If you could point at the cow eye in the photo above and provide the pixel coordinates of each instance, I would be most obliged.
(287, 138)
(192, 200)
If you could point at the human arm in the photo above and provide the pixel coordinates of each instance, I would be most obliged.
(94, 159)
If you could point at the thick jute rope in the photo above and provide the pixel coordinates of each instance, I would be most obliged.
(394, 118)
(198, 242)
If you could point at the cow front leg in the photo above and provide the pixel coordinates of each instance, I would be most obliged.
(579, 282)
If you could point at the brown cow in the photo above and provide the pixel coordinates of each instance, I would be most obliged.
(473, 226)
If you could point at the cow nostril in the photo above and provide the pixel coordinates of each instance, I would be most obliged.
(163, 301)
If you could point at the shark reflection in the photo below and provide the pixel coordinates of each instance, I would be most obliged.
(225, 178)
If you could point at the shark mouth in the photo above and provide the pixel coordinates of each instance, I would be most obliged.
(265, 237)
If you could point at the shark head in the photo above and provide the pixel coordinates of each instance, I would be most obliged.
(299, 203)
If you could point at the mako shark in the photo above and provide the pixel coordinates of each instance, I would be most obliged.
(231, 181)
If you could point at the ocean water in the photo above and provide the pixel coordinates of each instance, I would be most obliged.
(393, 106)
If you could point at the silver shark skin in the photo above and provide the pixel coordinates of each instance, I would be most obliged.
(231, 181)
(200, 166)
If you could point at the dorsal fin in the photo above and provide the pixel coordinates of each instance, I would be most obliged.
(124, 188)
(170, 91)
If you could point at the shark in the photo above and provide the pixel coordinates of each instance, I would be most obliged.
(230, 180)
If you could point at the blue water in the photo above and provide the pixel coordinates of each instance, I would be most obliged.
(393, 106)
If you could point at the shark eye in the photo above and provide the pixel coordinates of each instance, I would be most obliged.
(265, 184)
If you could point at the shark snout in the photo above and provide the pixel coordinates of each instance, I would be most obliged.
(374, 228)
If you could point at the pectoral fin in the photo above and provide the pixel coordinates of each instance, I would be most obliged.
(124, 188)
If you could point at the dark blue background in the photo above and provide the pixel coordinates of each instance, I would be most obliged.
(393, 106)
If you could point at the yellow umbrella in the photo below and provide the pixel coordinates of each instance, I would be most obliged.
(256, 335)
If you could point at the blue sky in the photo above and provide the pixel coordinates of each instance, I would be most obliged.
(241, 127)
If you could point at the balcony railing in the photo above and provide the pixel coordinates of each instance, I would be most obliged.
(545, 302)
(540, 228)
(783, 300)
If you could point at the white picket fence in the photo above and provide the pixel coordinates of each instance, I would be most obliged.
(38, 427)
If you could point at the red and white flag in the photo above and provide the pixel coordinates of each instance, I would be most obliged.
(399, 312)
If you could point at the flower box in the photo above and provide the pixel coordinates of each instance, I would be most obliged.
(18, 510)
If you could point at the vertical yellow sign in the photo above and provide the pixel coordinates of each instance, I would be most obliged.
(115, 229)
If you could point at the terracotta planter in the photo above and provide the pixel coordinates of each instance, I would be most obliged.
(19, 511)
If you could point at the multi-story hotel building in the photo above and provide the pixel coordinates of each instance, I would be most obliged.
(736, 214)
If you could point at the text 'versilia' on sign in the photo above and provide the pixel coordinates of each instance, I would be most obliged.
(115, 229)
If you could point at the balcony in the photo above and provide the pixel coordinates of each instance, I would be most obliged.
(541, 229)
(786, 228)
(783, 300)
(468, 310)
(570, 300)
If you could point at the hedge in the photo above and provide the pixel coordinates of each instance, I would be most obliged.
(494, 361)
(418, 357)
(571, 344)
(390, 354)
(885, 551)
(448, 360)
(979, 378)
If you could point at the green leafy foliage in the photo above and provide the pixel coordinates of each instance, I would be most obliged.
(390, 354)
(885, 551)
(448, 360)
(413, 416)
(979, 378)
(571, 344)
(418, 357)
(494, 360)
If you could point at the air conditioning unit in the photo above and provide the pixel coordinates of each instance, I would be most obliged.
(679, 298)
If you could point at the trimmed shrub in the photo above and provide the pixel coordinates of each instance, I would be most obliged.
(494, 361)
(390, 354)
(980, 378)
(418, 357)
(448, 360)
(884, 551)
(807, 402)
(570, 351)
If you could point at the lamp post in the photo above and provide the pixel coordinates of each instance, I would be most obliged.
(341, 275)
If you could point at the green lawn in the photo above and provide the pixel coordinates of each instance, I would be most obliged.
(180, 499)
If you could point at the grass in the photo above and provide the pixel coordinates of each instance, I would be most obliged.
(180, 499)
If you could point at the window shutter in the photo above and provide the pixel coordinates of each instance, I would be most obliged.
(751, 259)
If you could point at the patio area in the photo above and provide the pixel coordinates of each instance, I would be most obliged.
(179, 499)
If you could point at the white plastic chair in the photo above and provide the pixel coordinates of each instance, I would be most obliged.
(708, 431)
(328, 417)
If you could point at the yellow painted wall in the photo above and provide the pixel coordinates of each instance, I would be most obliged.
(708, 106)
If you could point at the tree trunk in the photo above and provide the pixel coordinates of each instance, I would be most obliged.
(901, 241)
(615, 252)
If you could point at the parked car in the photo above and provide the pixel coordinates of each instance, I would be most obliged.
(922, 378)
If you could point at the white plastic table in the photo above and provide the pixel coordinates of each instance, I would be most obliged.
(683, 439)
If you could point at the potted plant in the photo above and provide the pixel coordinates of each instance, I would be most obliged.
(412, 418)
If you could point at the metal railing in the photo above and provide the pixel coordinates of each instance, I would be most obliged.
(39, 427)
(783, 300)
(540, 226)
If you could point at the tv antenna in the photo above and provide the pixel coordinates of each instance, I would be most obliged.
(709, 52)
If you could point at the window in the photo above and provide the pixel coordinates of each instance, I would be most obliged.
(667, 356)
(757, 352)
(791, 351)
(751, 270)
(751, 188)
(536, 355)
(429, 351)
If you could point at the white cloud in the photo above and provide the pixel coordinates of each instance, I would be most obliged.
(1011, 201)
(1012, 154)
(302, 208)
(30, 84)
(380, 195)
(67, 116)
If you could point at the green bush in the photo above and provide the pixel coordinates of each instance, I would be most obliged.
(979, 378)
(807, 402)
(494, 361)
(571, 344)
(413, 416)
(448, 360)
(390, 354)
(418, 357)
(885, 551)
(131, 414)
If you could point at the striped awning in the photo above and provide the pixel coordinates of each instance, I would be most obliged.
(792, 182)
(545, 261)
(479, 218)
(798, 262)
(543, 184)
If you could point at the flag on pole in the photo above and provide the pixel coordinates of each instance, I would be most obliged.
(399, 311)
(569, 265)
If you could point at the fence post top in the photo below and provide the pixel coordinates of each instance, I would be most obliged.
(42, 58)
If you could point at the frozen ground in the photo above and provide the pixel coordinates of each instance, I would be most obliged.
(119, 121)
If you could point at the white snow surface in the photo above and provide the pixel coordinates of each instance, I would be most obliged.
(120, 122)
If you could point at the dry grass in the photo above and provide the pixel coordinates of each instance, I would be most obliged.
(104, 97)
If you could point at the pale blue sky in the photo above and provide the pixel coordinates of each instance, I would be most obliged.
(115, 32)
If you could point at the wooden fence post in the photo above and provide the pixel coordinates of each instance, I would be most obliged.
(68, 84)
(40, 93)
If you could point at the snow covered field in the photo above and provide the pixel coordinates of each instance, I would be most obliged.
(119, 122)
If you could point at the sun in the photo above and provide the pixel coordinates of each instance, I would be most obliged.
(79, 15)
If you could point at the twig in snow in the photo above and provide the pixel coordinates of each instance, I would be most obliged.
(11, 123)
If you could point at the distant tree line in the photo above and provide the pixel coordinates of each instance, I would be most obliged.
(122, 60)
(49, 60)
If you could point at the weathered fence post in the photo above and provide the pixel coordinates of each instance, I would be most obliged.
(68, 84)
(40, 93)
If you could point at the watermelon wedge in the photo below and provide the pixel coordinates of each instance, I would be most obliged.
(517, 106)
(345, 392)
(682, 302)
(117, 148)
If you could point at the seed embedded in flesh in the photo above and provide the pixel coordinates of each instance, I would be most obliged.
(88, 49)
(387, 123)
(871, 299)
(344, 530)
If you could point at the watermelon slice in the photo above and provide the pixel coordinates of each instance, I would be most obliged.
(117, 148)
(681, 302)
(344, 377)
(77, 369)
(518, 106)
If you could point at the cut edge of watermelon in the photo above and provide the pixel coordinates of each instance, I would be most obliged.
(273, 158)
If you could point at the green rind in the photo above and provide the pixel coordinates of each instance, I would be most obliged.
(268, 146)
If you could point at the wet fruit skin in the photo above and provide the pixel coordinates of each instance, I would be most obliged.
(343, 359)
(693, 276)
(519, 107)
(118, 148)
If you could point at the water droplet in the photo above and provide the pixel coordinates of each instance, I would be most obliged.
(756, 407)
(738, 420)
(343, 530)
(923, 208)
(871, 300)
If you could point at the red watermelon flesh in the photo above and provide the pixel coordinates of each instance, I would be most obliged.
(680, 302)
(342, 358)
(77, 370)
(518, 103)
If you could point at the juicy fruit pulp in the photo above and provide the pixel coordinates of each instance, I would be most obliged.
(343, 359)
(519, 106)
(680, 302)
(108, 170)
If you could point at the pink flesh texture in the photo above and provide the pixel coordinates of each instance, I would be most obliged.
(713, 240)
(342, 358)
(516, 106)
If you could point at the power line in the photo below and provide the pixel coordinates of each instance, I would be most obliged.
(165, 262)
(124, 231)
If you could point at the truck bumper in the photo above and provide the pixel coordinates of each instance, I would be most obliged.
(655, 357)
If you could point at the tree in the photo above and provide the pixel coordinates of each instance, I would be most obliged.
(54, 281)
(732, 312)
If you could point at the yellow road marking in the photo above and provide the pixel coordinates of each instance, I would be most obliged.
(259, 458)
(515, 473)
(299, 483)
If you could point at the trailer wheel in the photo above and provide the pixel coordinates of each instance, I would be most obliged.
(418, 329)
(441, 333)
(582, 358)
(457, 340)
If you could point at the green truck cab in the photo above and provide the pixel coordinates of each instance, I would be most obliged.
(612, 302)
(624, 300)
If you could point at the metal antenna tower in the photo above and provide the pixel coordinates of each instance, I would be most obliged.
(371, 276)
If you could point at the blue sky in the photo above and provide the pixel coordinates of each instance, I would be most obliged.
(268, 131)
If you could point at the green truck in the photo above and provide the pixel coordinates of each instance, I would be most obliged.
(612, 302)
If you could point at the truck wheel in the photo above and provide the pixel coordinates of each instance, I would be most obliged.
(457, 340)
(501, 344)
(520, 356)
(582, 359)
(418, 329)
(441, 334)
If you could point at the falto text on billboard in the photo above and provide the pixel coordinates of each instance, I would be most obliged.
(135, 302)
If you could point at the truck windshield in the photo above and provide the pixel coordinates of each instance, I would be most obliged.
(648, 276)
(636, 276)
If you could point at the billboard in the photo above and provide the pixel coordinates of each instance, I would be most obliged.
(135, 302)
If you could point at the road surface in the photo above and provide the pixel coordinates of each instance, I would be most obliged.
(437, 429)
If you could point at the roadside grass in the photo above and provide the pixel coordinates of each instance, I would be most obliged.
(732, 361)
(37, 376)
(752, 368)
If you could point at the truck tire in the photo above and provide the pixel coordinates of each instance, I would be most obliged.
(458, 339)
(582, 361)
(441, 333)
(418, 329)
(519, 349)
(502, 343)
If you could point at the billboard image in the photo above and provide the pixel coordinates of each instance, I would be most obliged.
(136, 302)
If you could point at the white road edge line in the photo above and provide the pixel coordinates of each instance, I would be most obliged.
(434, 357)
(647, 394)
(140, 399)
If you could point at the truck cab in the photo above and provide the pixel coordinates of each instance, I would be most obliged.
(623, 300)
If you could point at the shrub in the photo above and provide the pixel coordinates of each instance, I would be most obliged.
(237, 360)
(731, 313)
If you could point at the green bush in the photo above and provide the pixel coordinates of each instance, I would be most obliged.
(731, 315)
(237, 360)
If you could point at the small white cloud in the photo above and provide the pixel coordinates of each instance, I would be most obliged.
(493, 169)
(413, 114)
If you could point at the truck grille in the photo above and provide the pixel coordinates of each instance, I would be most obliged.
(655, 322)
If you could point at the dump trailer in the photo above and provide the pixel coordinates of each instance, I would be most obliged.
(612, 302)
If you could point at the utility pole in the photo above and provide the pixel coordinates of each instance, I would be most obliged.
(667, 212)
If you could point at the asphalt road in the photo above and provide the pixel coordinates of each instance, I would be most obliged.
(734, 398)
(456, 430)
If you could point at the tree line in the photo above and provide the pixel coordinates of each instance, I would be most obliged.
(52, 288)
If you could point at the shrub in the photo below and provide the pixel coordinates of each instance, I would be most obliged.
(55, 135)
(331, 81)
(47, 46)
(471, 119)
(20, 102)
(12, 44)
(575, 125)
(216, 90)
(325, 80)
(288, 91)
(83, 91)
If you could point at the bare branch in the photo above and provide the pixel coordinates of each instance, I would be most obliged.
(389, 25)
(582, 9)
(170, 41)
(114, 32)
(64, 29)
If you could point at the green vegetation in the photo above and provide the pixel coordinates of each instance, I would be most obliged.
════
Give exactly the lines from the one with "If you could point at the truck grille" to the end of the entries, nothing before them.

If you could point at the truck grille in the photo above and provide the pixel coordinates of each instance, I would be most obliged.
(655, 322)
If you could point at the dump trailer in the photo above and provide the pixel coordinates of each instance, I would be most obliged.
(612, 302)
If you could point at the utility pole in the photo above and provide the pixel coordinates of each instance, I would be most obliged.
(667, 212)
If you could point at the asphalt road in the photo above and provide the pixel coordinates of each instance, I would be most obliged.
(734, 398)
(456, 430)
If you could point at the tree line in the photo above and provide the pixel coordinates of each instance, I would be most obliged.
(52, 288)
If you could point at the shrub in the photo below and provide the pixel coordinates of each instance, I would be most obliged.
(55, 135)
(331, 81)
(47, 46)
(471, 119)
(20, 102)
(12, 44)
(575, 125)
(216, 90)
(325, 80)
(288, 91)
(83, 91)
If you could point at the bare branch in the photo above and provide the pixel coordinates of each instance, I would be most obliged.
(389, 25)
(582, 9)
(170, 41)
(114, 32)
(64, 29)
If you could point at the green vegetation in the photo above and provide the pixel coordinates of each instance, I would be most obliged.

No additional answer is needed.